### Problem to work on
Copy the entries from the line with "Where can you spot the white eye" down to the line with "column 249, row 257", but change "green leaf" to "plant leaf" and keep everything else the same. Leave the pictures out.

_ _ _

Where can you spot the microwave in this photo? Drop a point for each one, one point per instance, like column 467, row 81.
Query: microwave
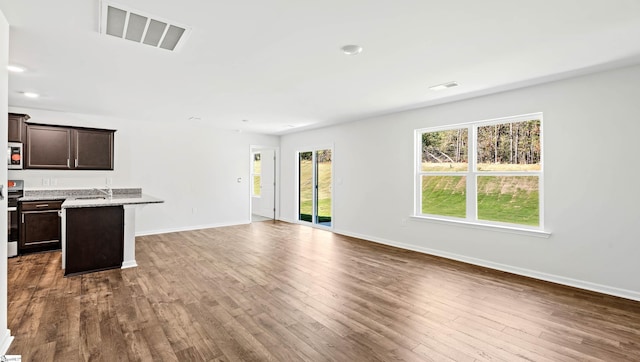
column 14, row 155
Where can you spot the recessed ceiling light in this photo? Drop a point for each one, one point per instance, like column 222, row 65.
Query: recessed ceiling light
column 444, row 86
column 352, row 49
column 15, row 68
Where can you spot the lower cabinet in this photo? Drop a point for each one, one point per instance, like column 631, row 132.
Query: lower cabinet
column 94, row 239
column 39, row 226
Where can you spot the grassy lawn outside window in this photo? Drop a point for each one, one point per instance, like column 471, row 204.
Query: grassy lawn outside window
column 487, row 172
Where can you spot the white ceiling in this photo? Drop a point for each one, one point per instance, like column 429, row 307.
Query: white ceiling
column 278, row 64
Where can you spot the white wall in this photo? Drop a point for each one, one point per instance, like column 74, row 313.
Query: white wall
column 192, row 166
column 591, row 195
column 5, row 334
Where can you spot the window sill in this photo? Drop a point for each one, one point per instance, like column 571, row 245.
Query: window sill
column 499, row 228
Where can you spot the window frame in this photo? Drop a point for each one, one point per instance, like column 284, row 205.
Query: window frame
column 472, row 175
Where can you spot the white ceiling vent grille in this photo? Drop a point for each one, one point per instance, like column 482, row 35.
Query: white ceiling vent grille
column 116, row 20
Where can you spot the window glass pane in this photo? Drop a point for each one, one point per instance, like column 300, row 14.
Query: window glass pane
column 256, row 185
column 511, row 199
column 509, row 147
column 444, row 195
column 445, row 150
column 323, row 171
column 305, row 188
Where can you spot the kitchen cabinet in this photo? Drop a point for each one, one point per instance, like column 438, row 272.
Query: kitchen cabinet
column 39, row 226
column 94, row 239
column 16, row 127
column 93, row 149
column 48, row 147
column 68, row 148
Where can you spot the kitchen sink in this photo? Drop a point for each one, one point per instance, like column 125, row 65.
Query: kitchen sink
column 90, row 198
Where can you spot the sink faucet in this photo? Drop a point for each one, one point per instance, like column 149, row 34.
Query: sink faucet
column 108, row 192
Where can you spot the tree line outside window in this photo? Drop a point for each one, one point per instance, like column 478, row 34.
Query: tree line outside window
column 503, row 182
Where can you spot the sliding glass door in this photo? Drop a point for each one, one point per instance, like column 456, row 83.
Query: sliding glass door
column 314, row 186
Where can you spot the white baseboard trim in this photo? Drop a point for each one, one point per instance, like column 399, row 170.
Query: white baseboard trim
column 5, row 342
column 129, row 264
column 189, row 228
column 581, row 284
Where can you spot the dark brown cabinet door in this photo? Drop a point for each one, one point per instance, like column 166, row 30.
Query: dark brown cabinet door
column 68, row 148
column 39, row 226
column 94, row 239
column 16, row 127
column 48, row 147
column 93, row 149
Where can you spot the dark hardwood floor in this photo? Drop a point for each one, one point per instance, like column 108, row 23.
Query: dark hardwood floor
column 282, row 292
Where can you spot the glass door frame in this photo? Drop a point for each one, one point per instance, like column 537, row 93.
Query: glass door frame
column 314, row 193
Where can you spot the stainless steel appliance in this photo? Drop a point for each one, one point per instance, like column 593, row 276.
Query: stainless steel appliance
column 14, row 155
column 15, row 190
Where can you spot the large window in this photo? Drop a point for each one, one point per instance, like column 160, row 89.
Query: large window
column 487, row 172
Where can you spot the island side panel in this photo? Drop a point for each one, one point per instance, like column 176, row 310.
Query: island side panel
column 129, row 260
column 94, row 239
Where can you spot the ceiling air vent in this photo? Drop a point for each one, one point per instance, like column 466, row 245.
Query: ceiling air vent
column 116, row 20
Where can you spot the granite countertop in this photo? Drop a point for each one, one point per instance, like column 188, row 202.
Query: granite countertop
column 75, row 198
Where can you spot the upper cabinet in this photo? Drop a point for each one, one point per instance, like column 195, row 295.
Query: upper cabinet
column 16, row 127
column 93, row 149
column 48, row 147
column 68, row 148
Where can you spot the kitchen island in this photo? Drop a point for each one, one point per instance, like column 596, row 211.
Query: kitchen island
column 100, row 227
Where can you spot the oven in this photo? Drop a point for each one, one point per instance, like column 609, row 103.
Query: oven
column 15, row 191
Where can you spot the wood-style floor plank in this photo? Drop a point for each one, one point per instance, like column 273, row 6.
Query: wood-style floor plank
column 282, row 292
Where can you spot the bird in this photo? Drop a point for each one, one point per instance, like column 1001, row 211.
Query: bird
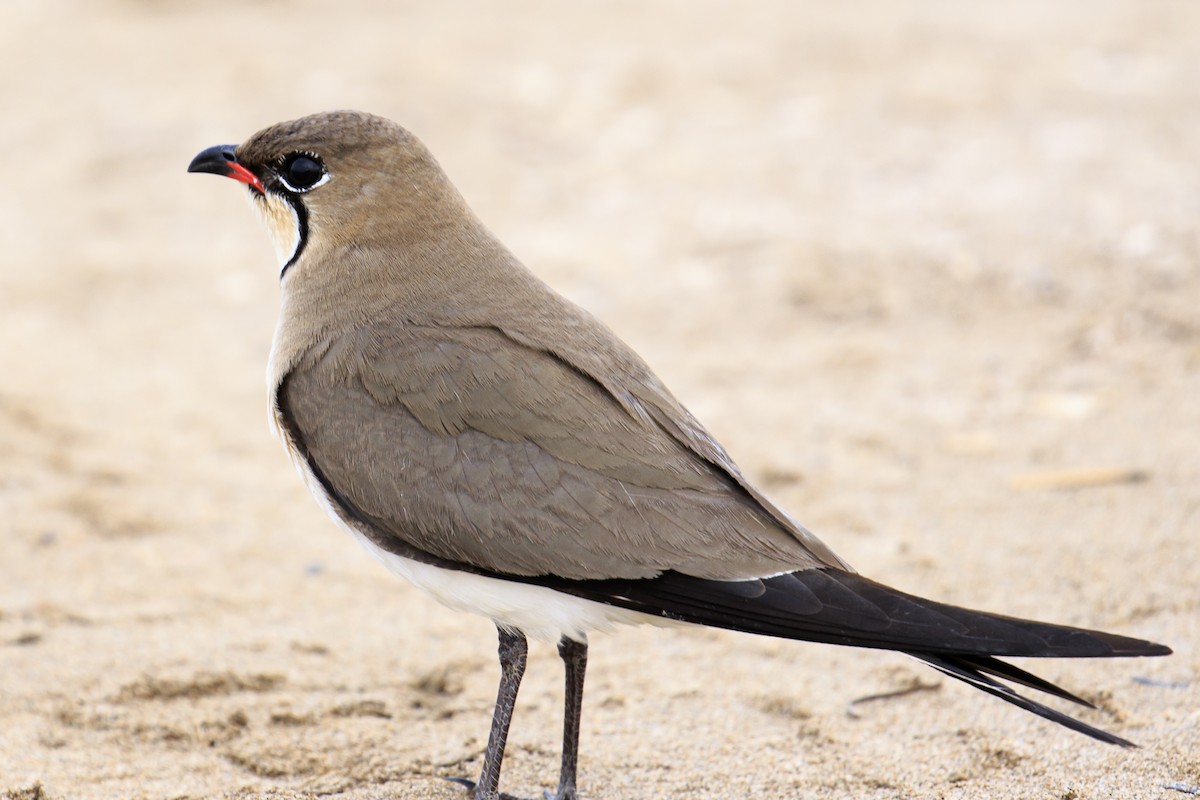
column 503, row 450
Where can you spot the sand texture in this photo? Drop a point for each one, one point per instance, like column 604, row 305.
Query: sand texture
column 930, row 271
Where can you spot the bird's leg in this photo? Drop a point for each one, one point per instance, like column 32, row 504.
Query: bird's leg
column 575, row 662
column 513, row 651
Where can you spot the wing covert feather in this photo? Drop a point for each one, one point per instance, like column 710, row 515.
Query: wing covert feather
column 475, row 449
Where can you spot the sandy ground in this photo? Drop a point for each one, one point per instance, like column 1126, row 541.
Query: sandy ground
column 906, row 262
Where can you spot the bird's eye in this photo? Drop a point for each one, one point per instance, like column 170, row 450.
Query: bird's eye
column 301, row 172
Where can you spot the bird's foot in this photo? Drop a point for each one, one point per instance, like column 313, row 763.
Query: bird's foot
column 471, row 786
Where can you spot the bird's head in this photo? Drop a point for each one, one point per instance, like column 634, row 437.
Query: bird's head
column 336, row 180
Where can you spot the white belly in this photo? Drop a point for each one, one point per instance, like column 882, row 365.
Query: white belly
column 538, row 612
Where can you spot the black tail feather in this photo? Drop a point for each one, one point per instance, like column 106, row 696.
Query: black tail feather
column 839, row 607
column 970, row 674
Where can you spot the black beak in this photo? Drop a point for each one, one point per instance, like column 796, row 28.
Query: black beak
column 220, row 160
column 217, row 160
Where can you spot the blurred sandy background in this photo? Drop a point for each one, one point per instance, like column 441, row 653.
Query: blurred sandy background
column 909, row 262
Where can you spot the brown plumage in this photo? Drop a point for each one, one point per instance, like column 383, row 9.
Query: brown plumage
column 504, row 450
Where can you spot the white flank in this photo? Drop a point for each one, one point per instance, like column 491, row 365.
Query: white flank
column 538, row 612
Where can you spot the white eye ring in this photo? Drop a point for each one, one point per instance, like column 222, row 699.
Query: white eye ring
column 311, row 162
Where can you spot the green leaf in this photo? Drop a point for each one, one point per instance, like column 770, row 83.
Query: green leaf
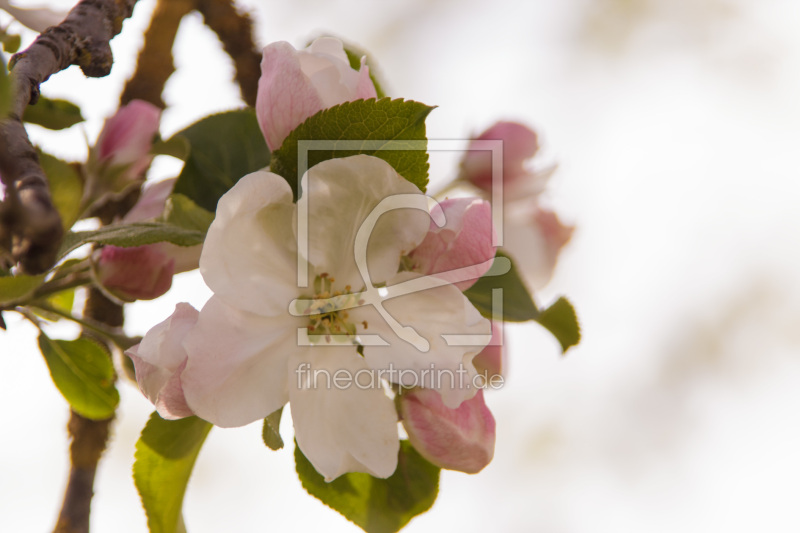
column 11, row 42
column 518, row 305
column 271, row 430
column 83, row 373
column 136, row 234
column 53, row 114
column 560, row 320
column 224, row 148
column 182, row 212
column 164, row 459
column 66, row 187
column 378, row 128
column 376, row 505
column 62, row 301
column 13, row 288
column 354, row 55
column 5, row 88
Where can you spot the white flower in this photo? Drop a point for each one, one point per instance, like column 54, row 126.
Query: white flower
column 246, row 354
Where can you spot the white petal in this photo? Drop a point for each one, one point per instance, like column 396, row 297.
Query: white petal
column 431, row 313
column 341, row 194
column 236, row 372
column 344, row 428
column 249, row 257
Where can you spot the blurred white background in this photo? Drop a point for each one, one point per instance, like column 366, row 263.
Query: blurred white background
column 675, row 125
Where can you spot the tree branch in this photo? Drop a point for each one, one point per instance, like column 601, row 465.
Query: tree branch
column 155, row 65
column 235, row 30
column 30, row 223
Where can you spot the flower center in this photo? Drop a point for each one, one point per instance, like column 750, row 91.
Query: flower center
column 327, row 312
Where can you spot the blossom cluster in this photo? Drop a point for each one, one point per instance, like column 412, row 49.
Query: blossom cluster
column 366, row 275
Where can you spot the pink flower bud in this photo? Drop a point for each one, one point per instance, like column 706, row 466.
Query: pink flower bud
column 295, row 85
column 465, row 241
column 534, row 237
column 520, row 143
column 136, row 273
column 489, row 363
column 160, row 359
column 127, row 137
column 457, row 439
column 151, row 202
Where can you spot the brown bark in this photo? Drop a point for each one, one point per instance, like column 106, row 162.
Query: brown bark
column 235, row 30
column 155, row 64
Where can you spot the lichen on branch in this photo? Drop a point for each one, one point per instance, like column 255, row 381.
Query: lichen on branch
column 30, row 227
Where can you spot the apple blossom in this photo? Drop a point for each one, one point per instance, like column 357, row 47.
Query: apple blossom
column 145, row 272
column 38, row 18
column 520, row 144
column 159, row 360
column 126, row 138
column 255, row 347
column 532, row 235
column 489, row 363
column 465, row 239
column 295, row 85
column 535, row 236
column 135, row 273
column 457, row 439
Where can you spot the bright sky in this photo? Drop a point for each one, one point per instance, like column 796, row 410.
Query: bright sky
column 674, row 124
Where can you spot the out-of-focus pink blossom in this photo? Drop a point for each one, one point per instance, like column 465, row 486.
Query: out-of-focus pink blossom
column 160, row 359
column 295, row 85
column 520, row 143
column 535, row 236
column 151, row 206
column 135, row 273
column 126, row 138
column 465, row 241
column 456, row 439
column 489, row 363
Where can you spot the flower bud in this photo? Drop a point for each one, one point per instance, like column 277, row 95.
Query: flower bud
column 295, row 85
column 520, row 143
column 127, row 137
column 160, row 359
column 135, row 273
column 456, row 439
column 38, row 18
column 465, row 241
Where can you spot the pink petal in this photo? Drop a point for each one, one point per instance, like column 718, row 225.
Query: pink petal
column 456, row 439
column 489, row 363
column 465, row 241
column 286, row 96
column 535, row 237
column 127, row 137
column 136, row 273
column 365, row 88
column 236, row 372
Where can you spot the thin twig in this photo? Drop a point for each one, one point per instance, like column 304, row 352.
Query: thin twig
column 235, row 30
column 30, row 223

_ _ _

### Finished answer
Where can you spot the white eye ring in this photo? Drop a point for each one, one point per instance, like column 222, row 699.
Query: white eye ring
column 311, row 162
Where can you spot the plant leaf in this photo? Drop a point for each one, one point per instance, like column 770, row 83.
Query: plant leaf
column 11, row 42
column 518, row 305
column 271, row 430
column 83, row 373
column 136, row 234
column 53, row 114
column 560, row 320
column 224, row 148
column 182, row 212
column 164, row 459
column 66, row 187
column 378, row 128
column 376, row 505
column 62, row 301
column 13, row 288
column 354, row 55
column 5, row 88
Where can you spot the white flower in this photo? Drop a point for each one, one point per instance, like column 54, row 126.
Query: white flower
column 246, row 354
Where can you spot the white petal in this photo? Drop a point for each one, one point per instance, like column 396, row 297.
Query: white petal
column 431, row 313
column 341, row 194
column 236, row 372
column 344, row 428
column 249, row 257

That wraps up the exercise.